▶ _AIM_: Report each line in the listing below that contains the word "face".

▶ _MATERIAL FOR THIS EXERCISE_:
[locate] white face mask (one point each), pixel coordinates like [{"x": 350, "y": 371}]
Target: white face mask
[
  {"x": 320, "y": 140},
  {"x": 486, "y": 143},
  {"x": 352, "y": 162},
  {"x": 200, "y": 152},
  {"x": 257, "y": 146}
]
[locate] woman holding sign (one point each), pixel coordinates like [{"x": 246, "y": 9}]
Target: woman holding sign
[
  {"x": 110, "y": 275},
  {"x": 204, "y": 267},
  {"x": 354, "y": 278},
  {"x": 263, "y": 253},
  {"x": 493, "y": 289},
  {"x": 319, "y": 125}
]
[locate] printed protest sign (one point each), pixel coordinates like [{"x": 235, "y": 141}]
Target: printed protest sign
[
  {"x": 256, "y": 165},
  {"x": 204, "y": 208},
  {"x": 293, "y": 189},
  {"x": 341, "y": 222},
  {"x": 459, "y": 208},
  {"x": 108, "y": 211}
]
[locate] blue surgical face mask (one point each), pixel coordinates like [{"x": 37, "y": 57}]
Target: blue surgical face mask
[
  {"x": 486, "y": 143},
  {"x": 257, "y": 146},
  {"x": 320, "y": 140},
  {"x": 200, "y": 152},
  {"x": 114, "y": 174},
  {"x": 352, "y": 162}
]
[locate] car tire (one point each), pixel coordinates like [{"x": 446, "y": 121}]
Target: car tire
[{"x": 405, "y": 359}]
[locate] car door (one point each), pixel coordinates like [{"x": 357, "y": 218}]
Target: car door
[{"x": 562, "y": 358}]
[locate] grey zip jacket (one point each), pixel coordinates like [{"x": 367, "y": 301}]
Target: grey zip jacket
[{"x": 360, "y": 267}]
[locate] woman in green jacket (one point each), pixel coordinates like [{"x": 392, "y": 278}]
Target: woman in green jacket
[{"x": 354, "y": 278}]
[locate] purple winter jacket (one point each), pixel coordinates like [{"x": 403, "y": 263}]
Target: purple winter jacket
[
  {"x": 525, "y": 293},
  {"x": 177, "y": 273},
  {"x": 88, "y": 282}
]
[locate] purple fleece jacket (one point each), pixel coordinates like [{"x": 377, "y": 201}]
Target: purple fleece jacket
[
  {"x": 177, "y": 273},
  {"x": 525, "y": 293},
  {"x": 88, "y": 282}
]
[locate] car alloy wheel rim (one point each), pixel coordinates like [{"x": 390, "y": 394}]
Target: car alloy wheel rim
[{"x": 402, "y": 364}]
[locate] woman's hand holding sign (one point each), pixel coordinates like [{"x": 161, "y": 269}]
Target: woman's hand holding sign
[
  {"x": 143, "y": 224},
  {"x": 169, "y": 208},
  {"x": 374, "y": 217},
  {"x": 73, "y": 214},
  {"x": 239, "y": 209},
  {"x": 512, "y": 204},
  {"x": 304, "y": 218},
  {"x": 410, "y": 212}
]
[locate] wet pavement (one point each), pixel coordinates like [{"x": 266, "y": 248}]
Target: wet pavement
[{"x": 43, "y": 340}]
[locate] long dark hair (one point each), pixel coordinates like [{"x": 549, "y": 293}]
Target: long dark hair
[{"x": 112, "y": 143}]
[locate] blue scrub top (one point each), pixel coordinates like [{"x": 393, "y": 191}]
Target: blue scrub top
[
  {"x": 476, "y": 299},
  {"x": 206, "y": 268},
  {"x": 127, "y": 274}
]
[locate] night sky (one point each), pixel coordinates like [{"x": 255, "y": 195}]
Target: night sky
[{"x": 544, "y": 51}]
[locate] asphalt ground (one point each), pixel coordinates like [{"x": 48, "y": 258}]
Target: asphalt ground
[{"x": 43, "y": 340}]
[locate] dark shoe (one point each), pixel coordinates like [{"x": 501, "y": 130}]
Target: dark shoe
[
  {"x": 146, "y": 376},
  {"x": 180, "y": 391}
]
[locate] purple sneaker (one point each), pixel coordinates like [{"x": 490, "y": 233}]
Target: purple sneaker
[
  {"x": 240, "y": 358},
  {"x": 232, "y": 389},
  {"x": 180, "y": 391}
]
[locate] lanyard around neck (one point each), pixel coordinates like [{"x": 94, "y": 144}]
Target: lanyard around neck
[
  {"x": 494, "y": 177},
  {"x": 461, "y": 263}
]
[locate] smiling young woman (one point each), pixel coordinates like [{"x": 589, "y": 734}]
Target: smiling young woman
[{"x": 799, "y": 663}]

...

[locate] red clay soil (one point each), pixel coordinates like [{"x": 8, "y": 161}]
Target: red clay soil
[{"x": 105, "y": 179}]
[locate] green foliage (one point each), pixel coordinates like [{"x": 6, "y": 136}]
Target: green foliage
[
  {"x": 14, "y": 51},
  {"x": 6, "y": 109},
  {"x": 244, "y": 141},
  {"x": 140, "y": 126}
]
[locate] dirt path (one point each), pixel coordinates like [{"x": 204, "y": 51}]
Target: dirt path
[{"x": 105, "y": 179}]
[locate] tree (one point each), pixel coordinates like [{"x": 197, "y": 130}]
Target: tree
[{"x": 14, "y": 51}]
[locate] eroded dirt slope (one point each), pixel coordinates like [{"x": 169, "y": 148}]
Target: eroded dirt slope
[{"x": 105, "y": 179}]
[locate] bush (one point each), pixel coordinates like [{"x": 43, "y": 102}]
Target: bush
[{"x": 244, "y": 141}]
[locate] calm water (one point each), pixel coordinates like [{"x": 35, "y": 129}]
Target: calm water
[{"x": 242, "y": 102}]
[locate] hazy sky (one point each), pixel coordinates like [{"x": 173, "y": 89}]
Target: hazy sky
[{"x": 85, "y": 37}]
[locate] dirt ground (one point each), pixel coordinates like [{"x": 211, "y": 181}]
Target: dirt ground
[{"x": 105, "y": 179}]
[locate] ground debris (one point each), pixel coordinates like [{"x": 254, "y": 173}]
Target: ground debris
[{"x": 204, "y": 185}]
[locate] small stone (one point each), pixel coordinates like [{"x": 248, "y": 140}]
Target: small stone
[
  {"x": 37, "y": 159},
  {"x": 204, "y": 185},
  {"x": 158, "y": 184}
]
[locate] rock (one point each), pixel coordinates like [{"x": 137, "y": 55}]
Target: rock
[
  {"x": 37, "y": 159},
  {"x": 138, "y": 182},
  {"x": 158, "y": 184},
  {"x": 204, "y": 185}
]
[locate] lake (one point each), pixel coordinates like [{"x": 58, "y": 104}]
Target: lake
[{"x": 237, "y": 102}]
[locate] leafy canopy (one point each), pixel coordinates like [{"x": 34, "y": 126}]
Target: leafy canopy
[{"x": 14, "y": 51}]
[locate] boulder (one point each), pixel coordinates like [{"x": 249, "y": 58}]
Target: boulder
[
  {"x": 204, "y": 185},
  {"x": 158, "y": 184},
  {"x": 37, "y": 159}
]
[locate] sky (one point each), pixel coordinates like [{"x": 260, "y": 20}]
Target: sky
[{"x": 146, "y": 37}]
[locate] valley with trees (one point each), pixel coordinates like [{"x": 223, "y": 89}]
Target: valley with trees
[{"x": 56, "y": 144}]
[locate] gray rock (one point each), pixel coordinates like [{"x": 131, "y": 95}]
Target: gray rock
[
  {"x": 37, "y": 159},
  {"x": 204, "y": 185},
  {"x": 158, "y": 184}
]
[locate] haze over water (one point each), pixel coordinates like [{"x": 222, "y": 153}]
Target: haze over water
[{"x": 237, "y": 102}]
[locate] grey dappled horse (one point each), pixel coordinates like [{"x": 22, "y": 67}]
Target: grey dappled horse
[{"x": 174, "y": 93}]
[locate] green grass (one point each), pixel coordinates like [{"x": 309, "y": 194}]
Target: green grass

▶ _ANSWER FOR THIS EXERCISE_:
[locate] white face mask (one point each), pixel coordinates like [{"x": 350, "y": 371}]
Target: white face mask
[locate] blue surgical face mask (one point each), pixel coordinates like [{"x": 37, "y": 57}]
Target: blue surgical face mask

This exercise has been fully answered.